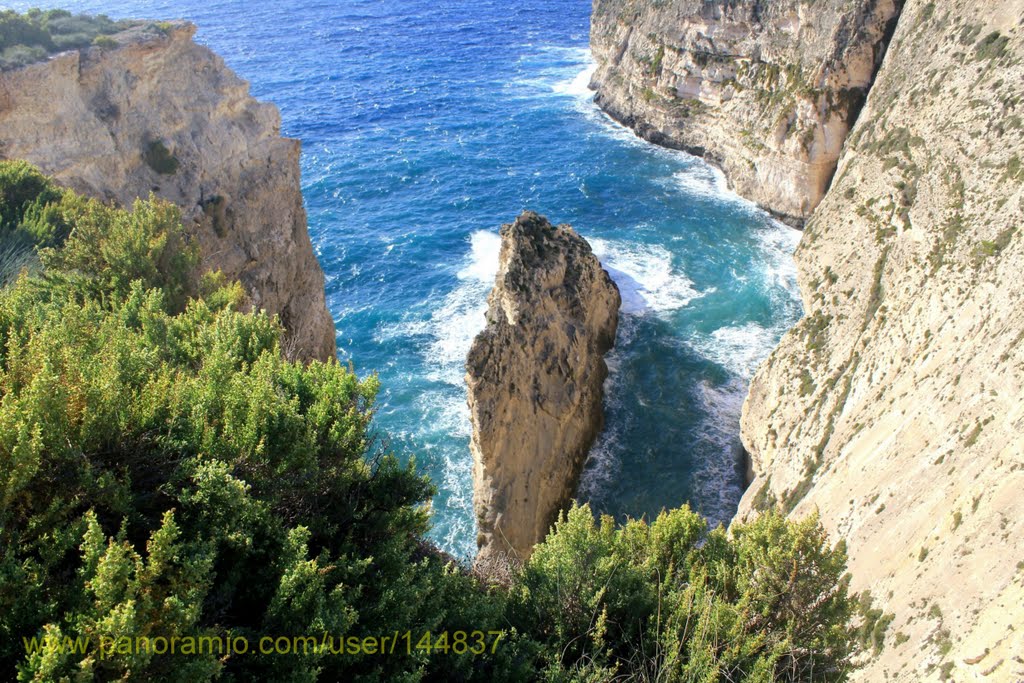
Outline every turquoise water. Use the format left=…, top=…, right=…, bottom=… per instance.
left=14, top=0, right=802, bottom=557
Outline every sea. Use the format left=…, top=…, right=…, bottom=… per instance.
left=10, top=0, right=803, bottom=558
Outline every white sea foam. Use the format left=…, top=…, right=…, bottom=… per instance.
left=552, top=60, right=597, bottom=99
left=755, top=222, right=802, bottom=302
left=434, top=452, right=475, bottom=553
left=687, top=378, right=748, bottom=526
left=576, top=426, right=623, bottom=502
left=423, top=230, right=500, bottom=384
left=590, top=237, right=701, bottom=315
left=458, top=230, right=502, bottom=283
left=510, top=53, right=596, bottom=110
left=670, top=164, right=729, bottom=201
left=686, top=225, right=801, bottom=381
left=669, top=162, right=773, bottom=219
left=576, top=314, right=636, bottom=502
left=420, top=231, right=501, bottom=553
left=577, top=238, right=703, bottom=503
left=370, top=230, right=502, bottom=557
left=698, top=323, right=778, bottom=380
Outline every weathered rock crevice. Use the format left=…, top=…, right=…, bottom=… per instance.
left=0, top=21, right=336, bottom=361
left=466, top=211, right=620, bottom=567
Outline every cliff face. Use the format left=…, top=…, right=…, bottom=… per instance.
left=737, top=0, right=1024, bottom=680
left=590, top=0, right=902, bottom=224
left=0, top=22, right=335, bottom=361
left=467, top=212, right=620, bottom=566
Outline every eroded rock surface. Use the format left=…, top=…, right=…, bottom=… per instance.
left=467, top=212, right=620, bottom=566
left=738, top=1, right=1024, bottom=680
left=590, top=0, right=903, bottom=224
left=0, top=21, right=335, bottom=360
--
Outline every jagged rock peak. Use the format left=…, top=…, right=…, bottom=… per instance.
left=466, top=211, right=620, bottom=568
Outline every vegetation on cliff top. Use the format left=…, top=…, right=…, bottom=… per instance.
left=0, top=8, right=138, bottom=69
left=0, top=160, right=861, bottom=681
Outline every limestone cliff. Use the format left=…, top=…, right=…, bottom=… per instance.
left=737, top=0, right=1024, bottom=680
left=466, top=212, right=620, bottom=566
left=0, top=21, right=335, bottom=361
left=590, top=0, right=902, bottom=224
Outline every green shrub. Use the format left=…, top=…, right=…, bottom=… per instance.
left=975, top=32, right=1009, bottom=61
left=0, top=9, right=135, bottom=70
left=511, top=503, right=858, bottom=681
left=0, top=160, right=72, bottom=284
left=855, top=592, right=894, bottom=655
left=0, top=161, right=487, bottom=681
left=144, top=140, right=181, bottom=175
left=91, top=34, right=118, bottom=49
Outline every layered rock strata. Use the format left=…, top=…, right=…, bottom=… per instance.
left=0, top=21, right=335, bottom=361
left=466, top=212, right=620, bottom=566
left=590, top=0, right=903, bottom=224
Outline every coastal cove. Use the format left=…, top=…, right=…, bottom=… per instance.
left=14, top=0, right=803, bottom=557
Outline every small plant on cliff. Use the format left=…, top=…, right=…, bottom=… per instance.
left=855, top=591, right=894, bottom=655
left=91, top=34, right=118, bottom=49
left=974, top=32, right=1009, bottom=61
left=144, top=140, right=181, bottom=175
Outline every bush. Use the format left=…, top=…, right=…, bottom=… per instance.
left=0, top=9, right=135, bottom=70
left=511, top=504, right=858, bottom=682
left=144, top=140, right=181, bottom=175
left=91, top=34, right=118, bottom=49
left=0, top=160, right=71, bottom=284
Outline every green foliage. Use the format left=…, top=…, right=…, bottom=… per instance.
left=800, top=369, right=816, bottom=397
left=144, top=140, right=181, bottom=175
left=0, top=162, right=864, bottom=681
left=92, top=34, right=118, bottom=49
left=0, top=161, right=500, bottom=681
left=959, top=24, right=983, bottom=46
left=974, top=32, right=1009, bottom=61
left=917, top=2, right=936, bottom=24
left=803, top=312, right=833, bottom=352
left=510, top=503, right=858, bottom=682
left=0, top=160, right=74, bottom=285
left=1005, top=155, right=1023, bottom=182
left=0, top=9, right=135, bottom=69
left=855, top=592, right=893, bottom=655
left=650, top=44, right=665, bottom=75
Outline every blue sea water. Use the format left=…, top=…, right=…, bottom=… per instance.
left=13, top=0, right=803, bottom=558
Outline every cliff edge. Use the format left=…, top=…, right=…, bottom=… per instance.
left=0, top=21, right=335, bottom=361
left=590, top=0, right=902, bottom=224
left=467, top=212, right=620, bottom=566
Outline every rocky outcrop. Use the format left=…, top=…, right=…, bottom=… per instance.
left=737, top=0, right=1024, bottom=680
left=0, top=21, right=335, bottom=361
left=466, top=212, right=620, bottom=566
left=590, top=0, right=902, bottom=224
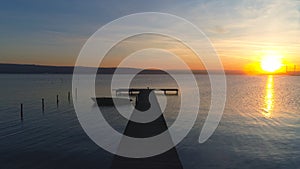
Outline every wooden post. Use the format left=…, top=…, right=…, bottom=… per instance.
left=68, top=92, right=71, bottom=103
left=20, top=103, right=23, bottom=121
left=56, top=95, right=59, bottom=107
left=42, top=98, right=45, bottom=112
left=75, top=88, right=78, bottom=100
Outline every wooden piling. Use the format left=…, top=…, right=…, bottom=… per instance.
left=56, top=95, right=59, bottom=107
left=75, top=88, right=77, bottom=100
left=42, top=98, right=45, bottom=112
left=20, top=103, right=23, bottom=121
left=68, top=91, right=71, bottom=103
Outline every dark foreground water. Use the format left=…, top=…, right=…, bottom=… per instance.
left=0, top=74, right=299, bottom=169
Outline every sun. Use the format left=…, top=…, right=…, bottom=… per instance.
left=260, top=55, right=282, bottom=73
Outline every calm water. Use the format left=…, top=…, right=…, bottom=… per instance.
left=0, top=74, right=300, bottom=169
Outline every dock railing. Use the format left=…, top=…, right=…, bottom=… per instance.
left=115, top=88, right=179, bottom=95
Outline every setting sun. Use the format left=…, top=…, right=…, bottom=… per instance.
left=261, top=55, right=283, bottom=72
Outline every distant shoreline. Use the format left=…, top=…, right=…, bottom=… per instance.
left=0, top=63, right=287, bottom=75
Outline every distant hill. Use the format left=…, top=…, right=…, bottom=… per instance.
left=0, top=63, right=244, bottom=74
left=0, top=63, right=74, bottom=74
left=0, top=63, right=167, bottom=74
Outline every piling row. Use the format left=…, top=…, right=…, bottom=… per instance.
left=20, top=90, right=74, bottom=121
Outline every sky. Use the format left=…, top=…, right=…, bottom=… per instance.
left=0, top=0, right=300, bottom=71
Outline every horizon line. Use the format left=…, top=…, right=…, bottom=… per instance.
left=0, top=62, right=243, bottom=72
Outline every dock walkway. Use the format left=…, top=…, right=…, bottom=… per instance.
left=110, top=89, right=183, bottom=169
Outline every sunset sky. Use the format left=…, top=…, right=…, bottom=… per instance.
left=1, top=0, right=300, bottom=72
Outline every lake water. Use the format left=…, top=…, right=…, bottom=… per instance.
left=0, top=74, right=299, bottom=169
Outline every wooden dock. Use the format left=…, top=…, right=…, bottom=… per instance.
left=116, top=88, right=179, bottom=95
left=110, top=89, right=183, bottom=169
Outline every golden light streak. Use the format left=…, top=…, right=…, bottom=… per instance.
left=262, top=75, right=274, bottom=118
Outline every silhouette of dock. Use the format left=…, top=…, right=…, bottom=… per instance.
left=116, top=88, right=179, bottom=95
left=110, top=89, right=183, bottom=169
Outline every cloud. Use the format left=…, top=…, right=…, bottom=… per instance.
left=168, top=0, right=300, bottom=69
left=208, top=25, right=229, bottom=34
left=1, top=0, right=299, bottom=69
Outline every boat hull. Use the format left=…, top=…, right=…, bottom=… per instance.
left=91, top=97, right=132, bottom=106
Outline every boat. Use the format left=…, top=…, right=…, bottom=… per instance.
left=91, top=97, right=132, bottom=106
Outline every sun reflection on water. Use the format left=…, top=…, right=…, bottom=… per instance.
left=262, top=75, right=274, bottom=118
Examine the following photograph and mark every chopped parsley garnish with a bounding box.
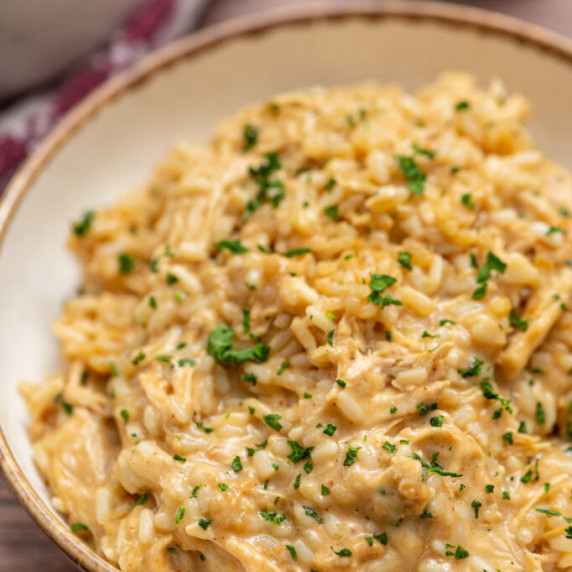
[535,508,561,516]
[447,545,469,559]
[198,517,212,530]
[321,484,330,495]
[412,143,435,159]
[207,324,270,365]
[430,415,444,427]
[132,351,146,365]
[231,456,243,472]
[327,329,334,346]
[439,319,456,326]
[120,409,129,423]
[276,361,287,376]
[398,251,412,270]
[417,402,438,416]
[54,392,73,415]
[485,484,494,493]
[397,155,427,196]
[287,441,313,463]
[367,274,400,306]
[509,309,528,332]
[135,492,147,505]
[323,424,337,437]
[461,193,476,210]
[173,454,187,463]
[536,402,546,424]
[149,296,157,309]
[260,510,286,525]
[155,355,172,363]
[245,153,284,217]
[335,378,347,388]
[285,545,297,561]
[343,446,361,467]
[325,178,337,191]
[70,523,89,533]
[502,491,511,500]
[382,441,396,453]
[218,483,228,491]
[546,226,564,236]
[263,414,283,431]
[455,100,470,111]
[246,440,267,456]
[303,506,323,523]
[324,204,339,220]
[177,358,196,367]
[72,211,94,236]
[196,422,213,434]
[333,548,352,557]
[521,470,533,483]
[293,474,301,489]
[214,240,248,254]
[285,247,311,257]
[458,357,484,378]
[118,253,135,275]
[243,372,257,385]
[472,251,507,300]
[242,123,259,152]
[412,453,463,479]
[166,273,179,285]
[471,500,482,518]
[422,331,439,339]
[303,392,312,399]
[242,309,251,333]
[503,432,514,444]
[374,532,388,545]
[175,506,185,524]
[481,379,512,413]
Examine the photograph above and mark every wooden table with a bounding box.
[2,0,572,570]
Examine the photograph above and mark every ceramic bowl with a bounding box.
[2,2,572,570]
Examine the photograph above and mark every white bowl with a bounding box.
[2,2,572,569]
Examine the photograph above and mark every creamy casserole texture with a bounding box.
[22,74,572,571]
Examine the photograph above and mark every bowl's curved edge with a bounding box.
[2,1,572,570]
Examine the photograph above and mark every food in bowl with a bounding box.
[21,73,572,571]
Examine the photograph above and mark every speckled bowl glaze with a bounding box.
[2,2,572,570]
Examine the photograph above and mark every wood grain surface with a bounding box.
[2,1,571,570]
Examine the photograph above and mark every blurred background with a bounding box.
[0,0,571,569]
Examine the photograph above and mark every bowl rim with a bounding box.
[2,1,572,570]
--
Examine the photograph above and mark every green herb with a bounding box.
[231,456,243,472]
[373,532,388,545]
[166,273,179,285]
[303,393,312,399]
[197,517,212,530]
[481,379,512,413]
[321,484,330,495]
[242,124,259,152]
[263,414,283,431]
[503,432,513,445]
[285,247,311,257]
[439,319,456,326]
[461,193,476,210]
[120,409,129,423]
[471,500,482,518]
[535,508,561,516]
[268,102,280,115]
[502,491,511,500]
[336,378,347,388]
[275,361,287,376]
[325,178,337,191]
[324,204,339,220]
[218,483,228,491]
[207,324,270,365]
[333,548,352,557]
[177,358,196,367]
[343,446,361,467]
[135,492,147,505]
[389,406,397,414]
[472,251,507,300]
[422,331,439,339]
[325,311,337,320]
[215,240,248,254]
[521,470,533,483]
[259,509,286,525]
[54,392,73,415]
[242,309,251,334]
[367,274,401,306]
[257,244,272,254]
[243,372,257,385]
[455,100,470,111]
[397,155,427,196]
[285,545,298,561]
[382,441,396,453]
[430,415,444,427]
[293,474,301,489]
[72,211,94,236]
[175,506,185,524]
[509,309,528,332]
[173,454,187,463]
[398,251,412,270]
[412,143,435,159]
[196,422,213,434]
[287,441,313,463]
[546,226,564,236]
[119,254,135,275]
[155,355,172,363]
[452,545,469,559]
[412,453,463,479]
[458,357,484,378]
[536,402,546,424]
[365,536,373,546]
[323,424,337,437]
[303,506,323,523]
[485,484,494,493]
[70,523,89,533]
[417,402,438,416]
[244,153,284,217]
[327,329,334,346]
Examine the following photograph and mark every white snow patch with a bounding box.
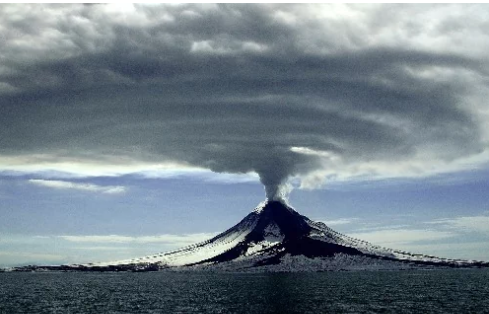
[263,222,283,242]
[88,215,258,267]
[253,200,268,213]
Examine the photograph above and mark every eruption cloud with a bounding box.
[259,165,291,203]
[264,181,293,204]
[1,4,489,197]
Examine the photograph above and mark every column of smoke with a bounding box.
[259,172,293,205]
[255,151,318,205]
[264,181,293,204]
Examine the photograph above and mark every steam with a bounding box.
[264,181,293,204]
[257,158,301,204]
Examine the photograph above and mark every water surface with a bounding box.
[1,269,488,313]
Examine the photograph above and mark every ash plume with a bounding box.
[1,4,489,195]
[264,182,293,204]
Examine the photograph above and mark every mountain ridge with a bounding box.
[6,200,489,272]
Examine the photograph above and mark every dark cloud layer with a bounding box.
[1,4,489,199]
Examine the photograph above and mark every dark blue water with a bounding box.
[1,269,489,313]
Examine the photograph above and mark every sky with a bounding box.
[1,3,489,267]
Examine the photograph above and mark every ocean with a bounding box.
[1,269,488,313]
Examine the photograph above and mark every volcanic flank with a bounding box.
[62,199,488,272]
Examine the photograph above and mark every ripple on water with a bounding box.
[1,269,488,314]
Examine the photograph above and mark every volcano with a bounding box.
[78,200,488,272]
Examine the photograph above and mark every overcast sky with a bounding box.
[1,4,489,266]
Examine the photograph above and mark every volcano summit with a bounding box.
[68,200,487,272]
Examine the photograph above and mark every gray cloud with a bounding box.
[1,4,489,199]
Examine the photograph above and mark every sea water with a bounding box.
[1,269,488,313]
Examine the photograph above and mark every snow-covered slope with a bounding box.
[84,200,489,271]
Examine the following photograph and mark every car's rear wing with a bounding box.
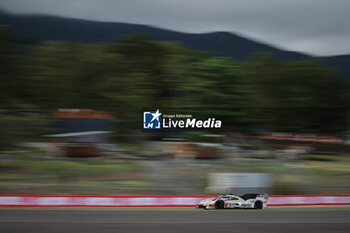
--
**PROBLEM DESCRIPTION:**
Produce a word-for-word copy of everything above from the line holding "Examine the photograph above and mark every gray" down to the line holding "Examine the following photograph and mark every car's", with both of those lines kept.

**THE COMPLETED TASK:**
Examine the photograph above and mark every gray cloud with a bounding box.
[1,4,489,199]
Examine the photograph above and mark every sea water with a bounding box.
[1,269,488,313]
Examine the photograph above and mark every snow-covered slope with a bounding box.
[84,200,489,271]
Examine the following photograph and mark every car's rear wing with a bounding box.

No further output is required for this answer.